• O que fazer:
Com base no texto sobre José Ramos Tinhorão, responda, por favor, às perguntas a seguir.
(a) Com que idade ele morreu?
(b) Em que cidade ele nasceu?
(c) Qual foi o seu primeiro livro e em que ano foi lançado?

• Trecho citado:
----------

Morre José Ramos Tinhorão, o marxista que revolucionou a crítica musical

Pesquisador escreveu mais de 25 livros e foi considerado a mais perfeita encarnação do temido crítico musical

O jornalista e escritor José Ramos Tinhorão, uma das principais referências em pesquisa, história e crítica da MPB (Música Popular Brasileira), morreu nesta terça-feira, aos 93 anos. A Editora 34, que publicou a maioria de seus livros, confirmou a notícia, sem informar a causa da morte. Ele esteve internado por dois meses devido a problemas de saúde causados pela idade avançada.

Com visão assumidamente marxista, Tinhorão é autor de livros clássicos, como História Social da Música Popular Brasileira, As Origens da Canção Urbana e A Música Popular no Romance Brasileiro. Ao longo de décadas, fez carreira em veículos como Diário Carioca, Jornal do Brasil, Última Hora, TV Excelsior, TV Globo, Rádio Nacional e Veja.

Rapidamente se consolidou como um dos principais teóricos da música popular brasileira e um repositório de histórias e documentos sobre o tema. Por muitos anos, foi considerado a mais perfeita encarnação do temido crítico musical.

Natural de Santos (SP), vivendo desde a infância no Rio de Janeiro, Tinhorão se formou em Direito e Jornalismo. Sua estreia na imprensa ocorreu na década de 1950. No Diário Carioca, devido a seu estilo polêmico, recebeu o apelido de Tinhorão, nome de uma planta venenosa, e começou a acrescentá-lo na assinatura de seus textos.

A imersão na pesquisa da música brasileira começou em 1960, quando foi convidado a escrever sobre samba em uma série do “Caderno B”, o célebre suplemento cultural do Jornal do Brasil. Lá, fez entrevistas com Ismael Silva, Donga, Pixinguinha e outros nomes relevantes da cena musical que ainda não tinham a história registrada.

Alguns desses artigos estão em Música Popular – Um Tema em Debate, seu primeiro livro, que foi lançado em 1966 com grande sucesso. A partir disso, ele começou a investigar outras manifestações da cultura popular e urbana do Brasil.

----------

• Linhas fornecidas:
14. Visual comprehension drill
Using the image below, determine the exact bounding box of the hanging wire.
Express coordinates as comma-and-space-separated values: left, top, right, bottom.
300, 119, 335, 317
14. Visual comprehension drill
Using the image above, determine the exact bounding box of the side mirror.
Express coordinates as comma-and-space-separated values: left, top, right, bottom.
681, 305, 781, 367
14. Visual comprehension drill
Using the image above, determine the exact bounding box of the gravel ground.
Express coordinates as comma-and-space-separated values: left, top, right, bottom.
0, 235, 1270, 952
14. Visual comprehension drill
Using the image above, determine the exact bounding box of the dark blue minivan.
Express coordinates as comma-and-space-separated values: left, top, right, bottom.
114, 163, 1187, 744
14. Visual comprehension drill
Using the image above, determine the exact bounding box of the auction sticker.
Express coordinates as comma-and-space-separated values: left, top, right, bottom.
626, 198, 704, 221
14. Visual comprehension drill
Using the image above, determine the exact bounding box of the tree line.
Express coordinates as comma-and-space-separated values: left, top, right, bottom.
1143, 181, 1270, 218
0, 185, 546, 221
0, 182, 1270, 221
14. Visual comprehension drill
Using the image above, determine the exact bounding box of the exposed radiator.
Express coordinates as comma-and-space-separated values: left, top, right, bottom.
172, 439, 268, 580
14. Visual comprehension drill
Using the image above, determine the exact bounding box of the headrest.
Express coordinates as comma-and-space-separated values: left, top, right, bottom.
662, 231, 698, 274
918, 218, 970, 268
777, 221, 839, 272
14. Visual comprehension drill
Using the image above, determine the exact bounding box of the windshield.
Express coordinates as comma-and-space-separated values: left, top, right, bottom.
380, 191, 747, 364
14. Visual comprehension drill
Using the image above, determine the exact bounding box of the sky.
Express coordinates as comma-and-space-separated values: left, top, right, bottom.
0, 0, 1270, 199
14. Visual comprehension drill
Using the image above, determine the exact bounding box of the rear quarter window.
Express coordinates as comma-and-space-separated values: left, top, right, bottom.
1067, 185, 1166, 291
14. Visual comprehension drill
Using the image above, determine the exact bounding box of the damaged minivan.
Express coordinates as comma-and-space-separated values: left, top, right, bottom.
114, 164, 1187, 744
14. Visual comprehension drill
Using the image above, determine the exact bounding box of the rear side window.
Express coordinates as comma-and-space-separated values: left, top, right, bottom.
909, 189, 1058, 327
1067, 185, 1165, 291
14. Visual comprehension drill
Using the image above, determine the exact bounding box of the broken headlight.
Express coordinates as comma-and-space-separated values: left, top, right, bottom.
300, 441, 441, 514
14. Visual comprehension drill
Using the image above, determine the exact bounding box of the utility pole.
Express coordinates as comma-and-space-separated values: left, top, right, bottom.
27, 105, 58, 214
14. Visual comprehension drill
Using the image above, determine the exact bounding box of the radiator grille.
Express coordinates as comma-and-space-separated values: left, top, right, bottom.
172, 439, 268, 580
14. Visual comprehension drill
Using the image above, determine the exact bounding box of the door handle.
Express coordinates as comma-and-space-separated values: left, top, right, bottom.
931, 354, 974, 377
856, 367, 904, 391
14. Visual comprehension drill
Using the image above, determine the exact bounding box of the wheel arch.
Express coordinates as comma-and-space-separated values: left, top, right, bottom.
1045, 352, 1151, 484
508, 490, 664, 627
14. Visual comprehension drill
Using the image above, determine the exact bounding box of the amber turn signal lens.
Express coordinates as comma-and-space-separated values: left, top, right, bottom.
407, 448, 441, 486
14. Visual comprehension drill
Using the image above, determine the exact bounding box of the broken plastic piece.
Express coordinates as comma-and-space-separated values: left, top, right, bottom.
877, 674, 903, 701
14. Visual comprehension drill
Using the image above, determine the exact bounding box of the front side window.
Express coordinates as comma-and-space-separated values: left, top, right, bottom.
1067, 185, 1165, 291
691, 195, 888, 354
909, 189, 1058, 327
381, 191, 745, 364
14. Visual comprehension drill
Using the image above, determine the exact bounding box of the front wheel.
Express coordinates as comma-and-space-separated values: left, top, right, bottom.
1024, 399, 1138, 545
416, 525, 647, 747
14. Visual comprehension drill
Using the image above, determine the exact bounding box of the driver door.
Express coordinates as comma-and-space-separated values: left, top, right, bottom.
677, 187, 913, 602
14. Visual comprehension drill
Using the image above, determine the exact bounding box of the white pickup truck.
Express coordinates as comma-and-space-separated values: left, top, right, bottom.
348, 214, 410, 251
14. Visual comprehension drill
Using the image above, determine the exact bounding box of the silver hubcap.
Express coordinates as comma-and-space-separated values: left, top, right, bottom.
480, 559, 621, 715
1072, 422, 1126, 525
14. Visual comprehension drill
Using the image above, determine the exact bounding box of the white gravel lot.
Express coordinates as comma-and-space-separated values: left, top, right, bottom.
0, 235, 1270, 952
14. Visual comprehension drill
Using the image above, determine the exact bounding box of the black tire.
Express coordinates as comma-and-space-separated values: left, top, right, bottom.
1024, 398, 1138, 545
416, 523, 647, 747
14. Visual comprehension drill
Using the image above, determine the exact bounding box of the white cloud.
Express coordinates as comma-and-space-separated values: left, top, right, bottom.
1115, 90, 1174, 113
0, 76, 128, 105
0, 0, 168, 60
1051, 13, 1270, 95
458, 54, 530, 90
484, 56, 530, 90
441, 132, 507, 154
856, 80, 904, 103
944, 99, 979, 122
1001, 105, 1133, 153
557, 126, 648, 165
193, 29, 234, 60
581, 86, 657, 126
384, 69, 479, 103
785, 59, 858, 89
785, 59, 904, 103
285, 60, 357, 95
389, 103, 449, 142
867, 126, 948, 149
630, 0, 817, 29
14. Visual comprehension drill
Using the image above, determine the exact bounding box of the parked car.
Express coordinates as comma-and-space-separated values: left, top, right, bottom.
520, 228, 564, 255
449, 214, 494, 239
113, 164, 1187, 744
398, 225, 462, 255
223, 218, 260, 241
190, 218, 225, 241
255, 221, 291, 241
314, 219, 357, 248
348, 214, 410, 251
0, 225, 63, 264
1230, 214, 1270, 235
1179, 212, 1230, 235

----------

• Resposta esperada:
(a) Aos 93 anos.
(b) Em Santos (SP).
(c) Música Popular – Um Tema em Debate, lançado em 1966.